Supplied material: Begin
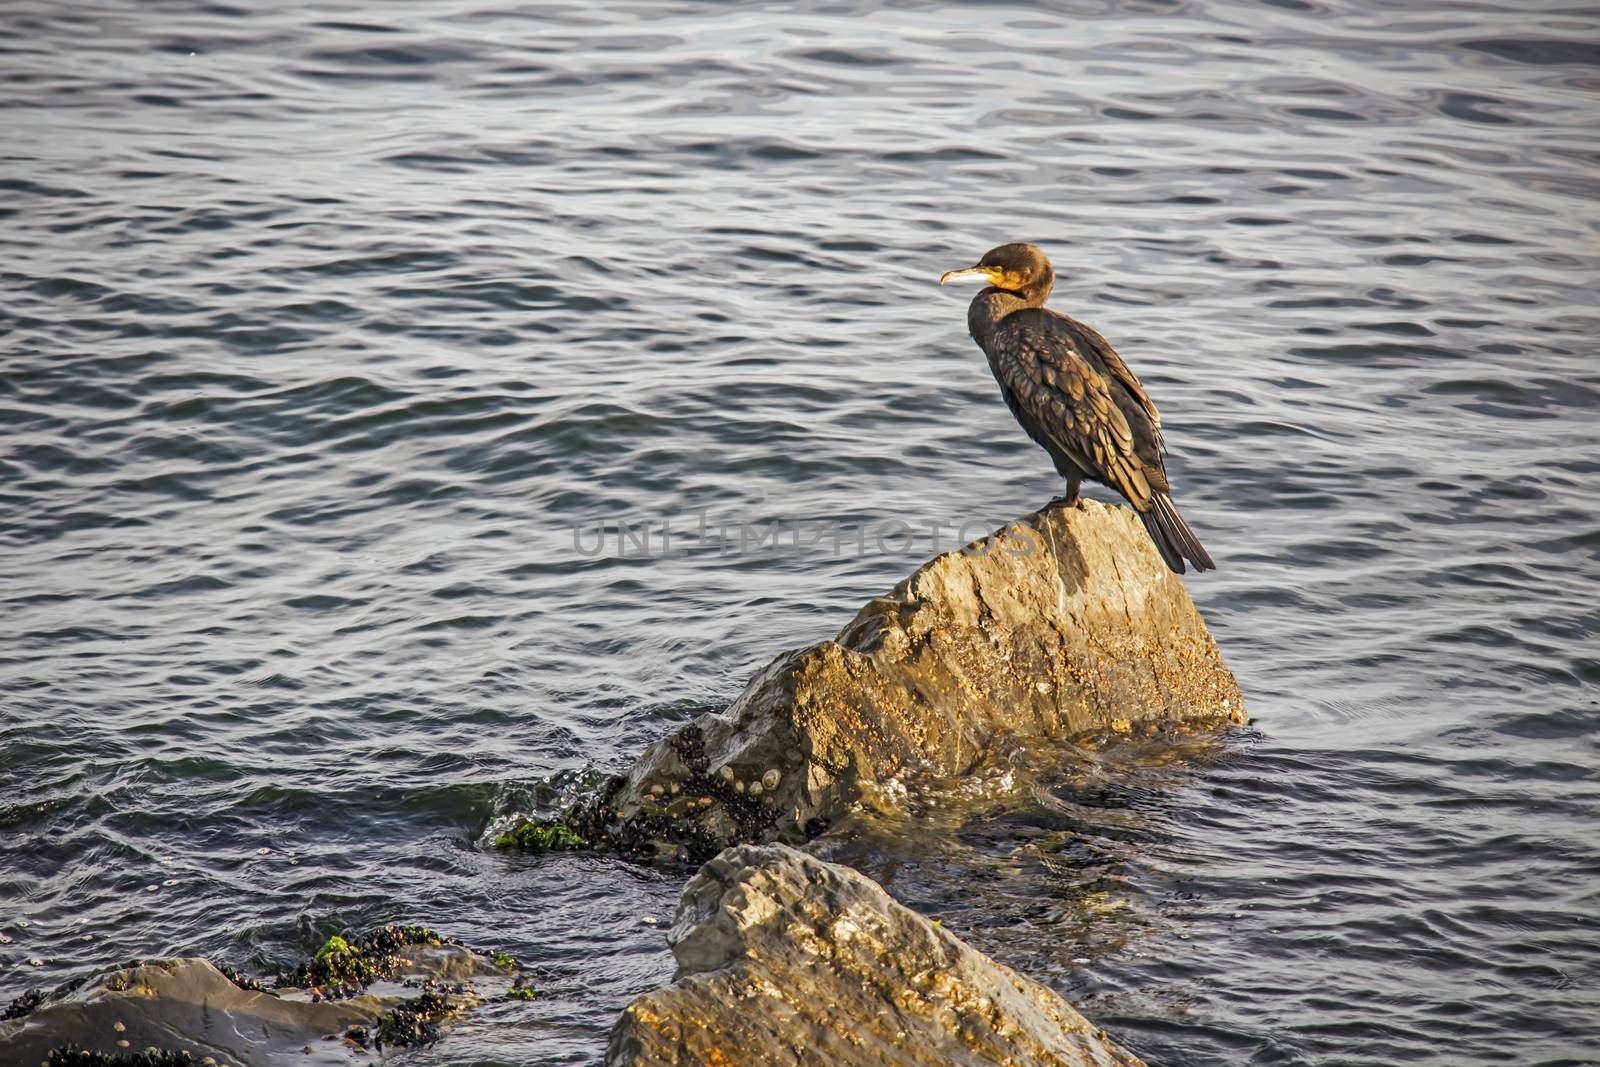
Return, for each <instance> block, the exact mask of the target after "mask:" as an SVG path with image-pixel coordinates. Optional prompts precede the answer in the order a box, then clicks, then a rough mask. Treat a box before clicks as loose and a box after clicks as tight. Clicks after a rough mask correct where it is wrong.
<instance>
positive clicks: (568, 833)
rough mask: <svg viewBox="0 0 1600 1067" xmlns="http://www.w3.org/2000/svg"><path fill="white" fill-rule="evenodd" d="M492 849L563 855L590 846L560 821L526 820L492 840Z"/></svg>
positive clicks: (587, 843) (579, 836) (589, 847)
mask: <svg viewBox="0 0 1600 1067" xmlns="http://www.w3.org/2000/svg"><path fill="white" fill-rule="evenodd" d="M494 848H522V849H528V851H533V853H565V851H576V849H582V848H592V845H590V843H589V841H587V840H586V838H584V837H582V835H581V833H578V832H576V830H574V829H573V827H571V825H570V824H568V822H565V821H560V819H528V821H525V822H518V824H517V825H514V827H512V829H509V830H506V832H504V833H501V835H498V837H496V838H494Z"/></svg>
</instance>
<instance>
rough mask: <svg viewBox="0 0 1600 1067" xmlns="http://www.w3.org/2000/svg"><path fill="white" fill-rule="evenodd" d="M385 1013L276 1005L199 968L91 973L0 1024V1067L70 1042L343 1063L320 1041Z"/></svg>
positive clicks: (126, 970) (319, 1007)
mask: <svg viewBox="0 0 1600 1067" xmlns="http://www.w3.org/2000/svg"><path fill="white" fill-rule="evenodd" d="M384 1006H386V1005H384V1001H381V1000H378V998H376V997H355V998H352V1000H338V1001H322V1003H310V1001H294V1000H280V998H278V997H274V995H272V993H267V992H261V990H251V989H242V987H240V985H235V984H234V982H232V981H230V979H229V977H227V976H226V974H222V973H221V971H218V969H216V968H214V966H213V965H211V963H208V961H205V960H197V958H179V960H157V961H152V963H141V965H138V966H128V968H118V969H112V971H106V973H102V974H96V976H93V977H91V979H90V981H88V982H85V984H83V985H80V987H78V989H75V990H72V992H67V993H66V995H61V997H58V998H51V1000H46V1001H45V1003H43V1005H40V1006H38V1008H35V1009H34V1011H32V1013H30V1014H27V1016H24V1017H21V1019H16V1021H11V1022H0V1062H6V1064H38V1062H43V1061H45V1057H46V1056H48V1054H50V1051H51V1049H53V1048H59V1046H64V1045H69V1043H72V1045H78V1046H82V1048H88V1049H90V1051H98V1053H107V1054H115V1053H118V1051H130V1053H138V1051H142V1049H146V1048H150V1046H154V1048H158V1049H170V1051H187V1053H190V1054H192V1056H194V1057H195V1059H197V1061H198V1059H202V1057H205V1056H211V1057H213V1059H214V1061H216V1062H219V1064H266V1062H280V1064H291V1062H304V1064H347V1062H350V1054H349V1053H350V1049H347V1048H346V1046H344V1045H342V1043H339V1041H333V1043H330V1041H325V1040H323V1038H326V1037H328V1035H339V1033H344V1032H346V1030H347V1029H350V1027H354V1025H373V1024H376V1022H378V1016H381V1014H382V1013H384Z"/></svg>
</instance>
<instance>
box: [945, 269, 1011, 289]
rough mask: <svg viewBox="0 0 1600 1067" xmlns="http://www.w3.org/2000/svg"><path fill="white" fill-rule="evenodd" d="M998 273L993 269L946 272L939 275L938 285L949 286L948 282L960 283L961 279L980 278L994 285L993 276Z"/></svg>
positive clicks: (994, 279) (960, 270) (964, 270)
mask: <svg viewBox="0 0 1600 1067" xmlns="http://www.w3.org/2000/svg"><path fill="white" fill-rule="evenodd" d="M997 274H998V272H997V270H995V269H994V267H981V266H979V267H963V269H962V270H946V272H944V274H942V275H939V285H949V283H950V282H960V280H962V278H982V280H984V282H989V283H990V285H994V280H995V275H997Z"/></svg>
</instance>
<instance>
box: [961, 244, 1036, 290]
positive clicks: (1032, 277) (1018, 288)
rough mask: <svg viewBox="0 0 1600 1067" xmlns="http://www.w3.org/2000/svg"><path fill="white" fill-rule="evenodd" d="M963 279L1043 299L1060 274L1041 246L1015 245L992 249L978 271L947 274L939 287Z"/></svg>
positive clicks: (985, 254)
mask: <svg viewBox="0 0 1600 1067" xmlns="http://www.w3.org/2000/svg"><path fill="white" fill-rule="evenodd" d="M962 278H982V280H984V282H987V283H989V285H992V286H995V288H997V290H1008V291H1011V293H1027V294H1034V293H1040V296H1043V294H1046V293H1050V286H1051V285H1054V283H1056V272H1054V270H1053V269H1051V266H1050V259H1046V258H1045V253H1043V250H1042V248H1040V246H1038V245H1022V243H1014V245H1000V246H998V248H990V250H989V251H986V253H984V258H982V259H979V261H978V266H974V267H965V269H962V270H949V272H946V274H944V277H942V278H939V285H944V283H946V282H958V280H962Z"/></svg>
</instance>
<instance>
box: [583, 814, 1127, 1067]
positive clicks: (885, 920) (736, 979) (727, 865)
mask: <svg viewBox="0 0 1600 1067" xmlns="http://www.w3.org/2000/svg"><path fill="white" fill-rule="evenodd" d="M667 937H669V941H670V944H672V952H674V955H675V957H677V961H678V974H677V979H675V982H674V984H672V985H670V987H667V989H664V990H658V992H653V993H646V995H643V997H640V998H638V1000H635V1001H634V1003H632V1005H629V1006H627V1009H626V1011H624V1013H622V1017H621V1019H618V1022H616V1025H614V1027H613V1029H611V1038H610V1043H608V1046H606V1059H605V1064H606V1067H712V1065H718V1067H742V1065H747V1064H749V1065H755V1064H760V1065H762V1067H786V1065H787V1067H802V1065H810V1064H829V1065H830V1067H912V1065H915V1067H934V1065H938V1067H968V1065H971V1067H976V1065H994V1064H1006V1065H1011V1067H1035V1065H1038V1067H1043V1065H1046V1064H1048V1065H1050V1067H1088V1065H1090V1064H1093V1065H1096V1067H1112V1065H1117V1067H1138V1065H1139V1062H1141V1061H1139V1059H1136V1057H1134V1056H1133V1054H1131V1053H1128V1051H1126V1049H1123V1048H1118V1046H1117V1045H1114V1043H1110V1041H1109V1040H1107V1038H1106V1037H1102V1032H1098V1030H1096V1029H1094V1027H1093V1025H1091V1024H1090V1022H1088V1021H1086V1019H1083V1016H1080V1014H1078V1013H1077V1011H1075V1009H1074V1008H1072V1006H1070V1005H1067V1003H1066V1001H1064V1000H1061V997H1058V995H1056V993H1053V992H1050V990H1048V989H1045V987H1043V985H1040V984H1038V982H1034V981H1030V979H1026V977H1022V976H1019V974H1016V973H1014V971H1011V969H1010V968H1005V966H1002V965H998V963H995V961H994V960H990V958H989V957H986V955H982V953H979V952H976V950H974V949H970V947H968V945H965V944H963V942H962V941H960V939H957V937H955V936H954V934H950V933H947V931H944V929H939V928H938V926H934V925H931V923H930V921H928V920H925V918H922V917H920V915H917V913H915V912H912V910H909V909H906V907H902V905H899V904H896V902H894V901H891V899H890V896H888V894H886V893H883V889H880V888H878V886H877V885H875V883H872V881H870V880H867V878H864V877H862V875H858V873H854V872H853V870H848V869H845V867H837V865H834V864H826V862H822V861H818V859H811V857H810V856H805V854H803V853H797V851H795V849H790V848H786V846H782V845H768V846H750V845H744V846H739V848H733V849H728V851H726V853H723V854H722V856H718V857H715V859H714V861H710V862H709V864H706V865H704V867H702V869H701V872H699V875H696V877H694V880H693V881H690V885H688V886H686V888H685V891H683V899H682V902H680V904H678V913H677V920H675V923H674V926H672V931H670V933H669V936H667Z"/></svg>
Supplied material: End
What you should do
Repeat the records verbatim, excluding pictures.

Response to this exercise
Return, for each <instance> block, the exact mask of the target after "mask:" as an SVG path with image-pixel coordinates. Optional prompts precede the answer in the order a box, then clicks, then a rough mask. Treat a box before clicks as loose and a box after clicks as tight. Clicks after a rough mask correct where it is wrong.
<instance>
positive clicks: (568, 833)
rough mask: <svg viewBox="0 0 1600 1067" xmlns="http://www.w3.org/2000/svg"><path fill="white" fill-rule="evenodd" d="M492 849L563 855L590 846L560 821L526 820L492 840Z"/></svg>
positive clicks: (587, 843) (579, 836) (589, 847)
mask: <svg viewBox="0 0 1600 1067" xmlns="http://www.w3.org/2000/svg"><path fill="white" fill-rule="evenodd" d="M494 848H522V849H528V851H533V853H565V851H576V849H582V848H592V845H590V843H589V841H587V840H586V838H584V837H582V835H581V833H578V832H576V830H574V829H573V827H571V825H570V824H568V822H565V821H560V819H528V821H525V822H518V824H517V825H514V827H512V829H509V830H506V832H504V833H501V835H498V837H496V838H494Z"/></svg>
</instance>
<instance>
rough mask: <svg viewBox="0 0 1600 1067" xmlns="http://www.w3.org/2000/svg"><path fill="white" fill-rule="evenodd" d="M385 1013L276 1005L199 968L91 973L0 1024V1067L70 1042L343 1063L320 1041Z"/></svg>
positive clicks: (126, 970) (319, 1007)
mask: <svg viewBox="0 0 1600 1067" xmlns="http://www.w3.org/2000/svg"><path fill="white" fill-rule="evenodd" d="M384 1006H386V1005H384V1001H381V1000H378V998H376V997H355V998H352V1000H338V1001H322V1003H310V1001H294V1000H280V998H278V997H274V995H272V993H267V992H261V990H251V989H242V987H240V985H235V984H234V982H232V981H230V979H229V977H227V976H226V974H222V973H221V971H218V969H216V968H214V966H213V965H211V963H208V961H205V960H197V958H179V960H157V961H152V963H141V965H138V966H128V968H118V969H112V971H106V973H102V974H96V976H93V977H91V979H90V981H88V982H85V984H83V985H80V987H78V989H75V990H72V992H67V993H66V995H61V997H58V998H51V1000H46V1001H45V1003H43V1005H40V1006H38V1008H35V1009H34V1011H32V1013H30V1014H27V1016H24V1017H21V1019H16V1021H11V1022H0V1062H6V1064H38V1062H43V1061H45V1057H46V1056H48V1054H50V1051H51V1049H53V1048H59V1046H64V1045H69V1043H72V1045H78V1046H82V1048H88V1049H90V1051H98V1053H107V1054H115V1053H118V1051H130V1053H138V1051H142V1049H146V1048H150V1046H154V1048H158V1049H170V1051H187V1053H190V1054H192V1056H194V1057H195V1059H197V1061H198V1059H202V1057H205V1056H211V1057H213V1059H214V1061H216V1062H219V1064H266V1062H280V1064H291V1062H304V1064H347V1062H350V1054H349V1053H350V1049H347V1048H346V1046H344V1045H342V1043H339V1041H333V1043H330V1041H325V1040H323V1038H326V1037H328V1035H339V1033H344V1032H346V1030H347V1029H350V1027H354V1025H373V1024H376V1022H378V1016H381V1014H382V1013H384Z"/></svg>
</instance>
<instance>
box: [945, 269, 1011, 289]
rough mask: <svg viewBox="0 0 1600 1067" xmlns="http://www.w3.org/2000/svg"><path fill="white" fill-rule="evenodd" d="M998 273L993 269L946 272L939 275L938 285L949 286L948 282L960 283L961 279L980 278L994 285L993 276Z"/></svg>
positive clicks: (994, 279) (960, 270) (964, 270)
mask: <svg viewBox="0 0 1600 1067" xmlns="http://www.w3.org/2000/svg"><path fill="white" fill-rule="evenodd" d="M997 274H998V272H997V270H995V269H994V267H981V266H979V267H963V269H962V270H946V272H944V274H942V275H939V285H949V283H950V282H960V280H962V278H982V280H984V282H989V283H990V285H994V280H995V275H997Z"/></svg>
</instance>
<instance>
box: [961, 244, 1036, 290]
positive clicks: (1032, 277) (1018, 288)
rough mask: <svg viewBox="0 0 1600 1067" xmlns="http://www.w3.org/2000/svg"><path fill="white" fill-rule="evenodd" d="M963 279L1043 299L1060 274L1041 246L1015 245L992 249L978 271L947 274L939 287Z"/></svg>
positive clicks: (985, 254)
mask: <svg viewBox="0 0 1600 1067" xmlns="http://www.w3.org/2000/svg"><path fill="white" fill-rule="evenodd" d="M962 278H982V280H984V282H987V283H989V285H992V286H995V288H997V290H1008V291H1011V293H1027V294H1034V293H1040V296H1043V294H1046V293H1050V286H1051V285H1054V283H1056V272H1054V270H1053V269H1051V266H1050V259H1046V258H1045V253H1043V250H1042V248H1040V246H1038V245H1022V243H1014V245H1000V246H998V248H990V250H989V251H986V253H984V258H982V259H979V261H978V266H974V267H965V269H962V270H949V272H946V274H944V277H942V278H939V285H944V283H946V282H958V280H962Z"/></svg>
</instance>
<instance>
box: [583, 814, 1127, 1067]
positive clicks: (885, 920) (736, 979) (727, 865)
mask: <svg viewBox="0 0 1600 1067" xmlns="http://www.w3.org/2000/svg"><path fill="white" fill-rule="evenodd" d="M667 937H669V941H670V944H672V952H674V955H675V957H677V961H678V974H677V979H675V982H674V984H672V985H670V987H667V989H664V990H658V992H653V993H646V995H643V997H640V998H638V1000H635V1001H634V1003H632V1005H629V1006H627V1009H626V1011H624V1013H622V1017H621V1019H618V1022H616V1025H614V1027H613V1029H611V1038H610V1043H608V1046H606V1059H605V1064H606V1067H712V1065H718V1067H742V1065H747V1064H749V1065H755V1064H760V1065H762V1067H786V1065H787V1067H802V1065H810V1064H829V1065H830V1067H912V1065H915V1067H934V1065H938V1067H968V1065H971V1067H976V1065H994V1064H1006V1065H1011V1067H1035V1065H1038V1067H1043V1065H1046V1064H1048V1065H1050V1067H1088V1065H1090V1064H1093V1065H1096V1067H1112V1065H1117V1067H1138V1065H1139V1062H1141V1061H1139V1059H1136V1057H1134V1056H1133V1054H1131V1053H1128V1051H1126V1049H1123V1048H1118V1046H1117V1045H1114V1043H1110V1041H1109V1040H1107V1038H1106V1037H1102V1032H1098V1030H1096V1029H1094V1027H1093V1025H1091V1024H1090V1022H1088V1021H1086V1019H1083V1016H1080V1014H1078V1013H1077V1011H1075V1009H1074V1008H1072V1006H1070V1005H1067V1003H1066V1001H1064V1000H1061V997H1058V995H1056V993H1053V992H1050V990H1048V989H1045V987H1043V985H1040V984H1038V982H1034V981H1030V979H1026V977H1022V976H1019V974H1016V973H1014V971H1011V969H1010V968H1005V966H1002V965H998V963H995V961H994V960H990V958H989V957H986V955H982V953H979V952H976V950H974V949H970V947H968V945H965V944H963V942H962V941H960V939H957V937H955V936H954V934H950V933H947V931H944V929H939V928H938V926H934V925H931V923H930V921H928V920H925V918H922V917H920V915H917V913H915V912H912V910H909V909H906V907H902V905H899V904H896V902H894V901H891V899H890V896H888V894H886V893H883V889H880V888H878V886H877V885H875V883H872V881H870V880H867V878H864V877H862V875H858V873H854V872H853V870H848V869H845V867H837V865H834V864H826V862H822V861H818V859H811V857H810V856H805V854H803V853H797V851H795V849H790V848H786V846H782V845H768V846H750V845H744V846H739V848H733V849H728V851H726V853H723V854H722V856H718V857H715V859H714V861H710V862H709V864H706V865H704V867H702V869H701V872H699V875H696V877H694V880H693V881H690V885H688V886H686V888H685V891H683V899H682V902H680V904H678V913H677V920H675V923H674V926H672V931H670V933H669V936H667Z"/></svg>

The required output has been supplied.